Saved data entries
<<<<
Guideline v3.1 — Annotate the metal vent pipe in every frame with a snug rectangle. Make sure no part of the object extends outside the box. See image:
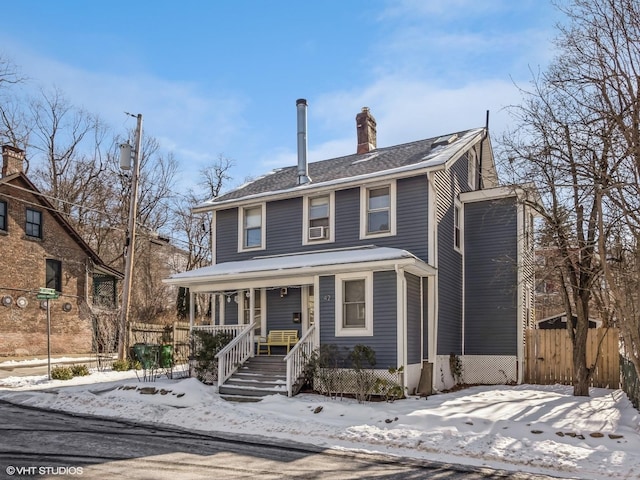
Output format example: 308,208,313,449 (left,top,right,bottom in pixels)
296,98,311,185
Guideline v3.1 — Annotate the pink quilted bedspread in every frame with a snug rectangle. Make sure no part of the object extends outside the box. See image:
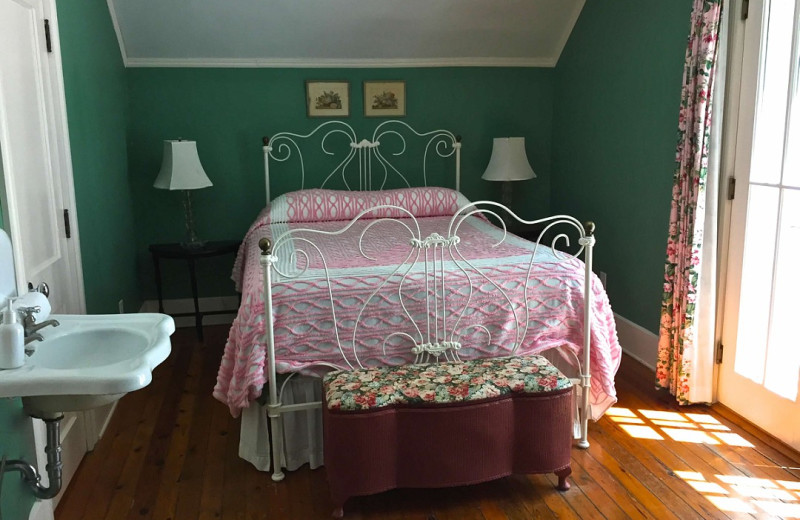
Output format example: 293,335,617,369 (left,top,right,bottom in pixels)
214,188,620,418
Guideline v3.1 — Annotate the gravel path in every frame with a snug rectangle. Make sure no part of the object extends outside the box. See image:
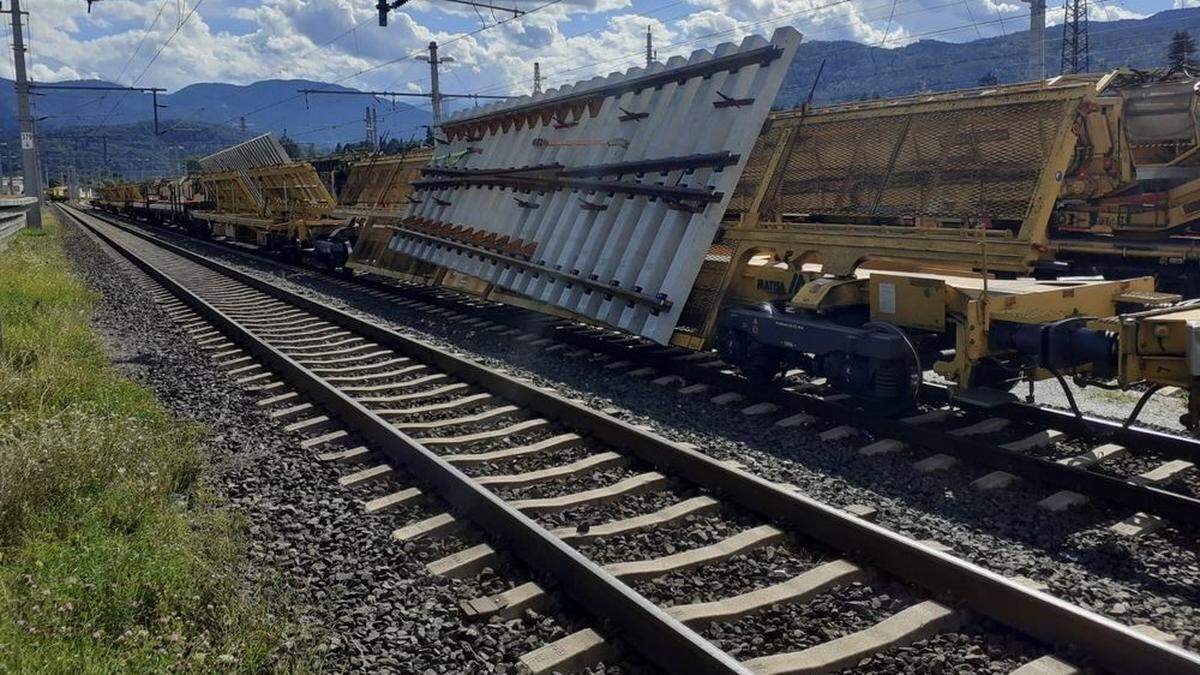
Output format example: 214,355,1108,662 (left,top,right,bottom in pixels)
108,223,1200,653
64,218,644,673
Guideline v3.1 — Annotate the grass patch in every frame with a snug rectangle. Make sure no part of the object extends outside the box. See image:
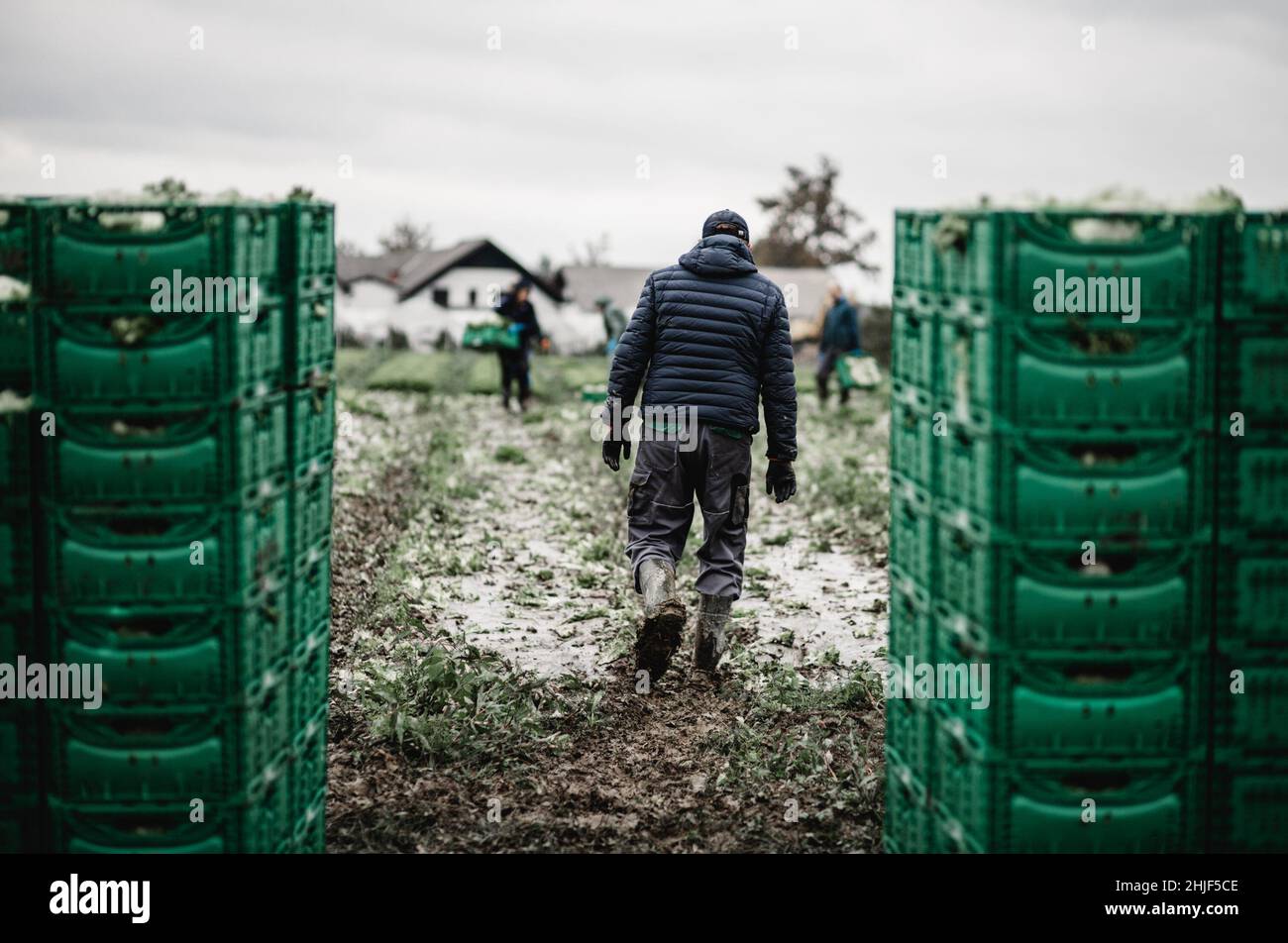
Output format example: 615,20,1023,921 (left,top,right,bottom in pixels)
353,633,575,769
492,446,528,465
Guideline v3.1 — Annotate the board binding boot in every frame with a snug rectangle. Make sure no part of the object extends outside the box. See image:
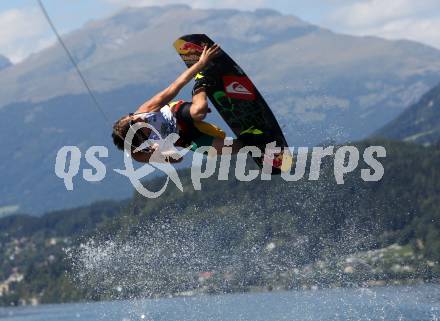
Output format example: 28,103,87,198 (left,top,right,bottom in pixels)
192,71,216,96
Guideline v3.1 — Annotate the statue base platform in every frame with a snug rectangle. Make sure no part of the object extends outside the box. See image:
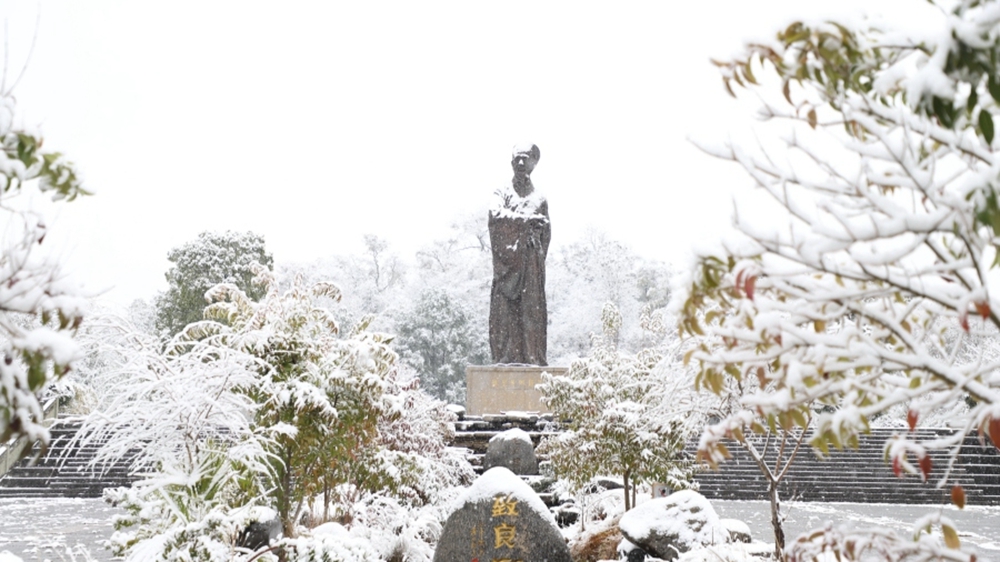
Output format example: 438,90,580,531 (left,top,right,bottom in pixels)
465,365,568,416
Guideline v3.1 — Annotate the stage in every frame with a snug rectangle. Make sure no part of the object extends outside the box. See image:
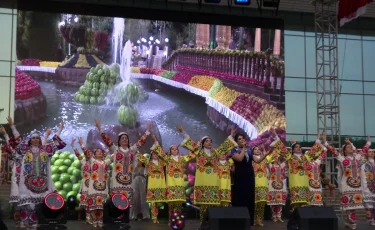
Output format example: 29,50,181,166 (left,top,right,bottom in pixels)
5,220,374,230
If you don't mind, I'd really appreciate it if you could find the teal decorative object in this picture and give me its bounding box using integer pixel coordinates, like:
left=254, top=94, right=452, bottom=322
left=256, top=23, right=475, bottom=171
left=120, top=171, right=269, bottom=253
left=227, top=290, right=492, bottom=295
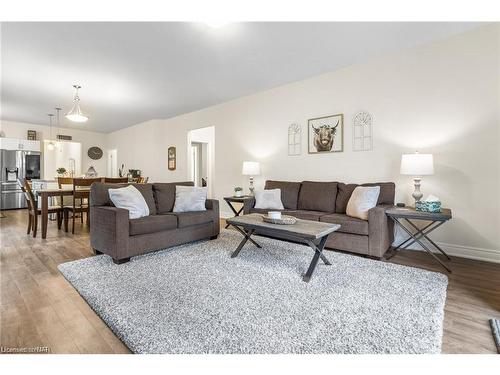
>>>>
Problem to solve
Rewrite everything from the line containing "Guideline v3.1 — Annotate the gravel" down to the line containing "192,71,216,96", requests included, shifting every bounding-box coordinate in the answers by adding 102. Omit the pictures.

Finished task
Guideline v3.1 — Annotate the gravel path in every frame with a snug rectangle. Make sure no part of the object extends outside the box. See image:
Output format example: 214,355,1108,662 (left,top,right,bottom in pixels)
210,325,1302,755
166,320,746,775
Guideline v3.1 — Annotate the grass patch in every frame with a snug rectangle. Make sure no part of the object extends outside the box. See image:
Output format example: 615,20,1023,921 (left,top,right,bottom in pixels)
455,735,677,871
594,548,630,567
Guideline v3.1 — Annotate the board binding boot in every frame with a snug rectangle. Make sure no part of the object extends outside the box. See image:
Output format example: 28,103,87,198 (left,top,right,bottom in pixels)
294,173,318,198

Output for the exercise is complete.